Well I mean before that they had already… I mean the beginning of 84 [I was?] [CH3] the director of security, which means everybody up to included the clerk at the Privy Council would have known. They just go through things, right.

G

Yeah. What about your first encounter with gay life in Ottawa was these house parties.

F

Yep.

G

What about like the bigger community? What was like your first public experience of it?

F

It would have been the end of GO, Gays of Ottawa, beginning of PTS and I would have been involved with that throughout most of the...oh no! The first one was, so I think we’re skipping through the 70s unless you want to talk about my, you know, that would have been maybe going to bars, not often.

G

Let’s talk about that. Let’s talk about bars, bathhouses, saunas, clubs…

F

Bars, bath…was there a bathhouse in Ottawa in the late 70s besides this place, was Wellington there? Of course Wellington was there, of course it was. Oh shit! Of course it was because I went and probably some parks too.

G

What was the first bar you went to?

F

It must have been the Royal, the Lord Elgin…was it?

SOMEONE

Probably.

B

Yes upstairs and downstairs. And was there another one? Later it was one on Laurier called Shades[1].

G

The B[2]? Oh Shades.

F

Where was the B?

G

The B was above the Hungarian Village.

F

Oh yes! Probably, see I’m not a bar person so I’m not any of that. Oh yeah the B, I remember that. Oh as in fact you probably went from the Lord Elgin [3]to the B perhaps, did you? Something like that, a walk back and forth.

G (or CHUM)[CH4]

Yeah.

F

But you see my chum is more of a bar person than I am.

G

And uh, and Shades, you know, the other club…

F

And there was a guy called Les. Les MacAfee. Remember Les?

G

I know the name. He started…and he…

F

And he, did he die of AIDS?

G

I don’t know if he did.
********************
STATED GOAL 1: In the transcript about gay life in Ottawa, list the kinds of places named in the sentence that begins "Let's talk about bars".
********************
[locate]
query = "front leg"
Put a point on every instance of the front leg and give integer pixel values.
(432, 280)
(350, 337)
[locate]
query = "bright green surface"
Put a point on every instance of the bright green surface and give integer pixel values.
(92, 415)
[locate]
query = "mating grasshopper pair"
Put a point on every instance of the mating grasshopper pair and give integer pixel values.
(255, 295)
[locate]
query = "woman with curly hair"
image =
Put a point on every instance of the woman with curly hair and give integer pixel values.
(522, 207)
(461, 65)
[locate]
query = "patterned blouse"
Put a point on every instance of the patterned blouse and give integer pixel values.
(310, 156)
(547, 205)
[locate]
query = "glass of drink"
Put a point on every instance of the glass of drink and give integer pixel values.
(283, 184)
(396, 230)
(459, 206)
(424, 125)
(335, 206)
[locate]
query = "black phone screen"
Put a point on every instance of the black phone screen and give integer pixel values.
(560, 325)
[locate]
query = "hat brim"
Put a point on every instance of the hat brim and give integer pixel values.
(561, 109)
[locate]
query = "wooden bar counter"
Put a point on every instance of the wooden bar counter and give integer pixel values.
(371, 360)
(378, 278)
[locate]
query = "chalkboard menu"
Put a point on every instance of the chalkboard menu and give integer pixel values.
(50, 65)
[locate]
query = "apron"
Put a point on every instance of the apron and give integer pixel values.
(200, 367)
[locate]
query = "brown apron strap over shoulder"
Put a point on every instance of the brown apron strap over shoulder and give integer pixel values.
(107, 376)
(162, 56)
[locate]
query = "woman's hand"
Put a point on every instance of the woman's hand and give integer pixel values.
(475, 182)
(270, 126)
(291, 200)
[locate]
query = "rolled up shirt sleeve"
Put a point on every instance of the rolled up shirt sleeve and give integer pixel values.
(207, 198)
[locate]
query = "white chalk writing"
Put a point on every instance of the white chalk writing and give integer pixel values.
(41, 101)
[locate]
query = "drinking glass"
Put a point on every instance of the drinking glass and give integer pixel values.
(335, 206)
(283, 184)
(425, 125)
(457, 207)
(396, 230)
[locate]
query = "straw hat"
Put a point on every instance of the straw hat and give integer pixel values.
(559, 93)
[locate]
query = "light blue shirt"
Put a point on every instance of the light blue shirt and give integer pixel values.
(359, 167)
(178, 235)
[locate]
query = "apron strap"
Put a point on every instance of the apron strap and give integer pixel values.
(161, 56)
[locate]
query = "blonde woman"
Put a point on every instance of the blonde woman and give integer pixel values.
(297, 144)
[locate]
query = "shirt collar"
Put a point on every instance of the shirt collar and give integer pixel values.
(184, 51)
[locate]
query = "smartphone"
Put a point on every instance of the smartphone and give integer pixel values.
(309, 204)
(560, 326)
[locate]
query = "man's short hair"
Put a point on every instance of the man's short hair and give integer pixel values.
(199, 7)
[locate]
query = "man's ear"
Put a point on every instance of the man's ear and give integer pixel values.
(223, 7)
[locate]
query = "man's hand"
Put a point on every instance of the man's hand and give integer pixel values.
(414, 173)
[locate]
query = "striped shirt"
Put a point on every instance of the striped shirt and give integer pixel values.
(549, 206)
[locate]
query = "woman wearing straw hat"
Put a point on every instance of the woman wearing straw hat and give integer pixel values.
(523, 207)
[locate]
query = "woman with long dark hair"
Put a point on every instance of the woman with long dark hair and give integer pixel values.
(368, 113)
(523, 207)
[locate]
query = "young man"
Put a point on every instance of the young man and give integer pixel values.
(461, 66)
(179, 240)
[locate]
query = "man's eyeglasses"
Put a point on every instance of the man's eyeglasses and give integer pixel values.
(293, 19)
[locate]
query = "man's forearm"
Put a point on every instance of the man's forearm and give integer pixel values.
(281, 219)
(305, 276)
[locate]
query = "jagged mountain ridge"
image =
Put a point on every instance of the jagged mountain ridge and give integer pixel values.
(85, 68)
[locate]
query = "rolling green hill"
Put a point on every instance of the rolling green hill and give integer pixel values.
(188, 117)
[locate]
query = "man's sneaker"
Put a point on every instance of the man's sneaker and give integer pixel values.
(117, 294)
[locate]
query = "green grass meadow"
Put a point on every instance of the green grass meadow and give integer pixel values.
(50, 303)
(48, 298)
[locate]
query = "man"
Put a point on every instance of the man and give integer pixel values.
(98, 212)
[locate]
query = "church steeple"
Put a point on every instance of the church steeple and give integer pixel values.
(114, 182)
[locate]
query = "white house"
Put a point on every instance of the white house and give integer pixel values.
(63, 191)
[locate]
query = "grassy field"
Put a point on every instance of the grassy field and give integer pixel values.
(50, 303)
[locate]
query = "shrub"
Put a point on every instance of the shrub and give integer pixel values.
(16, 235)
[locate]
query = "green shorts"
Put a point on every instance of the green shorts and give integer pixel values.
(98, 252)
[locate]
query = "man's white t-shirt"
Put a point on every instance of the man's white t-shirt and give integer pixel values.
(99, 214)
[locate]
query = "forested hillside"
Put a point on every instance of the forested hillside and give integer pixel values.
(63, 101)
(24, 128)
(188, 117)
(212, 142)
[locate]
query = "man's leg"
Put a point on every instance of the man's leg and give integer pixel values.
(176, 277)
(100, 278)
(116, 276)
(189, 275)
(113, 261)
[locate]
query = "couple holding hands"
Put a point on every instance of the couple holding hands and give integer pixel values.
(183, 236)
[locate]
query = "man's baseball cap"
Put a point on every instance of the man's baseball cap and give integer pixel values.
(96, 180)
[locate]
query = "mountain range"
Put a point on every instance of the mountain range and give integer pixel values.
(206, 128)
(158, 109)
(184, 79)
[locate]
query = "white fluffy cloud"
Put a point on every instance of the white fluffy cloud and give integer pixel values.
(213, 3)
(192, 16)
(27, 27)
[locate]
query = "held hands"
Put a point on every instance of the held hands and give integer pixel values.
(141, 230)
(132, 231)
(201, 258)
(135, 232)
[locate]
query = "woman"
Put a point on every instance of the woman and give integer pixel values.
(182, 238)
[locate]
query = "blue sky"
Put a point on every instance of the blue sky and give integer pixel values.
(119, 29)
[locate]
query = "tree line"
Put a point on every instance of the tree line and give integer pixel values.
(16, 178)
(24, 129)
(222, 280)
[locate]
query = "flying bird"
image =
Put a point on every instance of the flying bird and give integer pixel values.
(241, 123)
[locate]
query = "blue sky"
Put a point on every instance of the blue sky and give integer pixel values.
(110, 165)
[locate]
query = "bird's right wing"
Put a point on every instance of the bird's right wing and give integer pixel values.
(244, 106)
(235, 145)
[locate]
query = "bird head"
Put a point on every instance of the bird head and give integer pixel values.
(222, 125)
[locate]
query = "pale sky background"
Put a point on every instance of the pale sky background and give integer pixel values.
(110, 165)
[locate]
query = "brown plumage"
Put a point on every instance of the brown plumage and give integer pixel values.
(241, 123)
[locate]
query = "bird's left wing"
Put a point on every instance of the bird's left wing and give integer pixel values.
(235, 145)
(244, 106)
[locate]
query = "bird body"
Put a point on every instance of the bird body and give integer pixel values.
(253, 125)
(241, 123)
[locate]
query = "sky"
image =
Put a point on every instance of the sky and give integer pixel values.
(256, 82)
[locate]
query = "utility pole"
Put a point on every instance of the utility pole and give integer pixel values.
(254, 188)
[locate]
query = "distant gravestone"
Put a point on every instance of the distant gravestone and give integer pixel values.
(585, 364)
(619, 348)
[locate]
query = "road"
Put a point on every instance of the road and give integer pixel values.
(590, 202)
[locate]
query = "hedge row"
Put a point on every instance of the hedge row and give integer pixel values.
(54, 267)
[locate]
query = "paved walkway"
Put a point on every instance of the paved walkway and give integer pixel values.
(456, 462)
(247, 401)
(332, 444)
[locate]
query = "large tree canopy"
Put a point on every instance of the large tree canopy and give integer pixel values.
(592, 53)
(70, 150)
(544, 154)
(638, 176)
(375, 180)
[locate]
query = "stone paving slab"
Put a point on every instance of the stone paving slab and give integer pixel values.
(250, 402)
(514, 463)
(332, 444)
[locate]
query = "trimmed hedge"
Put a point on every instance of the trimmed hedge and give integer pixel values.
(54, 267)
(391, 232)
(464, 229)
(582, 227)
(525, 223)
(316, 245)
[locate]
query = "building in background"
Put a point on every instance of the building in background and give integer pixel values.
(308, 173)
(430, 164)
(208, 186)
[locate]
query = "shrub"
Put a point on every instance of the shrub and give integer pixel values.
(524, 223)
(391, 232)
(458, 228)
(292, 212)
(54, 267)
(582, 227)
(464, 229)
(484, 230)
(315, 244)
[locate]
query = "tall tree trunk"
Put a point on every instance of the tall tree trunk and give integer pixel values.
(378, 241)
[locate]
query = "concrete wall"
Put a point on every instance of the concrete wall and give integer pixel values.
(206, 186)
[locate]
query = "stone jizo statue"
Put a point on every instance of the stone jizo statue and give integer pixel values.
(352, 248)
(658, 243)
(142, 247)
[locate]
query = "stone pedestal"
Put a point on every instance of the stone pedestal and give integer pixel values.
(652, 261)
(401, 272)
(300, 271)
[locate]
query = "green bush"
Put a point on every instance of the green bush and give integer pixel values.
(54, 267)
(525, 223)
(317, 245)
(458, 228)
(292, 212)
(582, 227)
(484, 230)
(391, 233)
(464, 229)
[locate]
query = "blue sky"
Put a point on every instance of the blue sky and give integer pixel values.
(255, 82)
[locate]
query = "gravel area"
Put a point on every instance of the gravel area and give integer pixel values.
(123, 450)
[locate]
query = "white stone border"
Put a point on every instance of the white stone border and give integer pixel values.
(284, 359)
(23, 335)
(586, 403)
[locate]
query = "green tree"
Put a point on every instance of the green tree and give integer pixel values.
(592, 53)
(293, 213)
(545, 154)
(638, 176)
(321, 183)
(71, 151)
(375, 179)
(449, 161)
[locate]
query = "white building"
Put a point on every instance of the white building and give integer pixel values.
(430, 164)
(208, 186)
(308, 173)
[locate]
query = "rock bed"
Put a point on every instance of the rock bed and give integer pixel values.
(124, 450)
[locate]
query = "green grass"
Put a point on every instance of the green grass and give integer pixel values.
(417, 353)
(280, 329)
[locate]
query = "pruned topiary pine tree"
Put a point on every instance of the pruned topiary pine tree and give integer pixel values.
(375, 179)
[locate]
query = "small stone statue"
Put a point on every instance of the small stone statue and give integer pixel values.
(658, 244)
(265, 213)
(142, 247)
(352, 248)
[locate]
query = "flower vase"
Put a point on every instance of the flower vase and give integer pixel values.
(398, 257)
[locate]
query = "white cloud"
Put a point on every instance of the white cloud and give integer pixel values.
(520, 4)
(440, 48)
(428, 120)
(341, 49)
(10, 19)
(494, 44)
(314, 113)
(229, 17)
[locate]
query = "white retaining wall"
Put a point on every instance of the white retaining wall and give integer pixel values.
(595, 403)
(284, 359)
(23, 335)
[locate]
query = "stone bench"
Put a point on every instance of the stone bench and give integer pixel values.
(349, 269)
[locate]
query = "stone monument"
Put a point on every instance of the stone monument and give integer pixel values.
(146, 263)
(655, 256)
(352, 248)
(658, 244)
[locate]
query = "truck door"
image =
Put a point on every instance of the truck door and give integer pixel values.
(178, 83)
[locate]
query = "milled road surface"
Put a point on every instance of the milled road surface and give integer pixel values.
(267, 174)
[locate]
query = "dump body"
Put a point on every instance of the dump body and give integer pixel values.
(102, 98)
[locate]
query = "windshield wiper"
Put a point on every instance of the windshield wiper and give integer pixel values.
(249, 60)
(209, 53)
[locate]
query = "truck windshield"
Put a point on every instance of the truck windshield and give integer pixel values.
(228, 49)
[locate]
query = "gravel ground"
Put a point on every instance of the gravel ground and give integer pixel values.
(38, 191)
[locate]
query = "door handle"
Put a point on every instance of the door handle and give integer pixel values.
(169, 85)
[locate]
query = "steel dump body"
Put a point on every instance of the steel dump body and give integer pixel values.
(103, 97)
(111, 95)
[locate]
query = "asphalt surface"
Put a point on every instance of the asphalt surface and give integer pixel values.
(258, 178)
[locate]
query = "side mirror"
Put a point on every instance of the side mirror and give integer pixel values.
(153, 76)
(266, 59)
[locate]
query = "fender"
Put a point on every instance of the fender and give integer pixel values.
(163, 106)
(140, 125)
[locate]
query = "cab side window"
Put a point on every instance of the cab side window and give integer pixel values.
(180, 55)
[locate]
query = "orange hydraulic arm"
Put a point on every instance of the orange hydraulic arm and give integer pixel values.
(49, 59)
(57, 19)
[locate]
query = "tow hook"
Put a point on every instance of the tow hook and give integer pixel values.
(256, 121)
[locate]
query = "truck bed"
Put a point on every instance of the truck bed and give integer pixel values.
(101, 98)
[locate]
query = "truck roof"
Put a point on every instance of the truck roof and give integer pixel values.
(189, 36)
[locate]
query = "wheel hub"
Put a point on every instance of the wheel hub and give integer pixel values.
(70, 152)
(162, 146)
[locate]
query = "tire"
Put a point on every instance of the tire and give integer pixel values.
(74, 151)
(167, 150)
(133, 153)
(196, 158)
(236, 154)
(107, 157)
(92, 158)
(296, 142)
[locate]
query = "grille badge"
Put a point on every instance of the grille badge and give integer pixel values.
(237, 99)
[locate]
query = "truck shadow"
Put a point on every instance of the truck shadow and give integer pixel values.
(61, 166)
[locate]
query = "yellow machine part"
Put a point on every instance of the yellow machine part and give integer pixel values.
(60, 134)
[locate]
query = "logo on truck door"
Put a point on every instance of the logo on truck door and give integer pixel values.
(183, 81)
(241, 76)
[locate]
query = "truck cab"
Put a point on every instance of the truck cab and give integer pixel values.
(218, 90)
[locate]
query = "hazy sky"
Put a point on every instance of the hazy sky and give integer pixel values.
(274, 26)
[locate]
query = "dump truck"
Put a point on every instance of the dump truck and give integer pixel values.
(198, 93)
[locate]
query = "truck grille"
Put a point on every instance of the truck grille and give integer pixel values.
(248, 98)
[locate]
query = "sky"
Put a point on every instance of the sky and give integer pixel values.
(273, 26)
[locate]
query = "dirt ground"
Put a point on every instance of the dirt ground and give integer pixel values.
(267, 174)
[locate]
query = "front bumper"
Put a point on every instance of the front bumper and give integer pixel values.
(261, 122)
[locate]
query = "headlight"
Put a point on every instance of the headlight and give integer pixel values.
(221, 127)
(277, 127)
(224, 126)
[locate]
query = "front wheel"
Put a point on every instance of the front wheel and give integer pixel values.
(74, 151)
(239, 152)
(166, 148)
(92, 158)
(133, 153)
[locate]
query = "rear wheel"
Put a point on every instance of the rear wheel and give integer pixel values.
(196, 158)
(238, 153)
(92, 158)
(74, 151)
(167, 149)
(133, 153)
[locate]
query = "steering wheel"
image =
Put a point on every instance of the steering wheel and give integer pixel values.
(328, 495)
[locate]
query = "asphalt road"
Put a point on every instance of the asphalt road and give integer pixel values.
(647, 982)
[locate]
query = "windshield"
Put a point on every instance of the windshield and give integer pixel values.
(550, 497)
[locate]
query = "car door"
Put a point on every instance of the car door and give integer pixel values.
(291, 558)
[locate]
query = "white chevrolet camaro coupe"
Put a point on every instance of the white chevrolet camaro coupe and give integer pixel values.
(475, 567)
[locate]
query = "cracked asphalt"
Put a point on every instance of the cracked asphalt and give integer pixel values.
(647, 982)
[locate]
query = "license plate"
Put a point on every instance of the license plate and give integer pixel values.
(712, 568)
********************
STATED GOAL 2: Tally the lines of the records that contain the string "forearm". Give only the number.

TASK RESPONSE 1: bars, bathhouses, saunas, clubs

TASK RESPONSE 2: 2